EXERCISE DIRECTIONS: Reproduce the data below verbatim from the line containing "Task: place one point on each instance of the spire" through its final line, and produce nothing more.

GIVEN ENTRIES:
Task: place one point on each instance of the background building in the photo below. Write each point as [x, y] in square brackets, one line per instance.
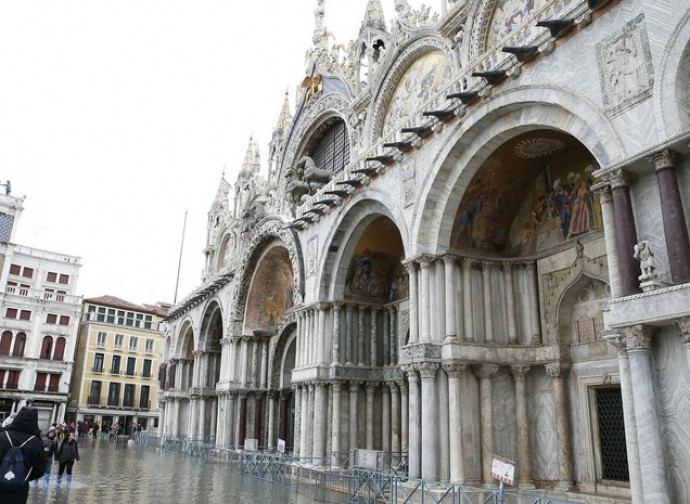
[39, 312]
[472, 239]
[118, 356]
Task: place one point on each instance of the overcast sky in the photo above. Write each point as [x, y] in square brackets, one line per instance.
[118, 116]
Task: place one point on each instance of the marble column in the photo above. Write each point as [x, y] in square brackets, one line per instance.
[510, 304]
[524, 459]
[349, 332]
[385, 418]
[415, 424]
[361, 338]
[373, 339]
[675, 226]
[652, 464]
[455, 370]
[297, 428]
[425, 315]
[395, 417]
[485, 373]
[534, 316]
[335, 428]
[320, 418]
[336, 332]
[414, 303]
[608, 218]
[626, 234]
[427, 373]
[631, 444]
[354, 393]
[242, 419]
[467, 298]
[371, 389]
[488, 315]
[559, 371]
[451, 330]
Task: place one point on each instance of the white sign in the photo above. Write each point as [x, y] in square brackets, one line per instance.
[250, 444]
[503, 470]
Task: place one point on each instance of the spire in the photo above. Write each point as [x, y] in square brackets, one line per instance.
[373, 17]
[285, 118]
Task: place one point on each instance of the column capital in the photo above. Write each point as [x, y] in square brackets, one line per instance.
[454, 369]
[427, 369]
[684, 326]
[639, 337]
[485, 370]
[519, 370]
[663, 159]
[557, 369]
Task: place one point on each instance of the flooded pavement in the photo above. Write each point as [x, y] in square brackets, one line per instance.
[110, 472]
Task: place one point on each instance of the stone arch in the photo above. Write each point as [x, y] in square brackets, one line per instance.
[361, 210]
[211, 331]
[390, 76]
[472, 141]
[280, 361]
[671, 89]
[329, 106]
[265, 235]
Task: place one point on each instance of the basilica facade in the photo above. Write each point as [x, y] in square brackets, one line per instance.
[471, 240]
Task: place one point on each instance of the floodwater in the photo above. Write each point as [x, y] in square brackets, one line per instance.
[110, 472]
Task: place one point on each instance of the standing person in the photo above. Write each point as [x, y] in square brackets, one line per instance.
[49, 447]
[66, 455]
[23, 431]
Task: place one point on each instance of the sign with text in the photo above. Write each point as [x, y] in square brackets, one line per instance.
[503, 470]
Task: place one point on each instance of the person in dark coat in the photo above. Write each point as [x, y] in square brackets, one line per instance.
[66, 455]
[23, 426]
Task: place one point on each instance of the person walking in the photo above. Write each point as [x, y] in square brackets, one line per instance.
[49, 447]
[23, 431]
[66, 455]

EXPECTED OUTPUT:
Task: place one point on each instance of the spire in the photo above. Write each point as [x, y] in square brackets, one line per instance.
[373, 17]
[285, 118]
Task: place one point on each instance of the column capital in the photo above. Write each point as [x, y] in square brackets, one line per instance.
[454, 369]
[427, 369]
[684, 326]
[639, 337]
[485, 370]
[519, 370]
[663, 159]
[557, 369]
Task: place one point on each instance of the flooded pavement in the photo above. Write each point as [x, y] in square brackets, one line per instance.
[110, 472]
Task: place one point on each instance of the stone arch in the photo above. Write each point as [x, y] in square brackets, one line per instance.
[361, 210]
[211, 331]
[390, 76]
[472, 141]
[280, 361]
[671, 89]
[329, 106]
[265, 235]
Task: place one point on each instance of the basilica facade in the photo above. Write each point as [x, y] in square brackets, one line per instance.
[471, 240]
Task: place one point on each instance of the floodwater in the photo above. Write each point as [x, y] in square brackets, one line per instance.
[110, 472]
Task: place one point on each instance of the standing person in the photo above. Write each point as [x, y] in square brackets, one line per instance.
[49, 447]
[66, 455]
[23, 431]
Task: place one point on each instance of the sign with text in the photo above. Write each point as [x, y] in square brackets, one line per instance.
[503, 470]
Task: place one point on each instance of the person in dark coat in the photo above. Write each point as [x, y] in square brackets, one line per instance.
[66, 455]
[23, 426]
Task: place one point on each instance of the person walking in the photo above. Write each point as [x, y] in square brackets, one line per instance.
[49, 447]
[23, 431]
[66, 455]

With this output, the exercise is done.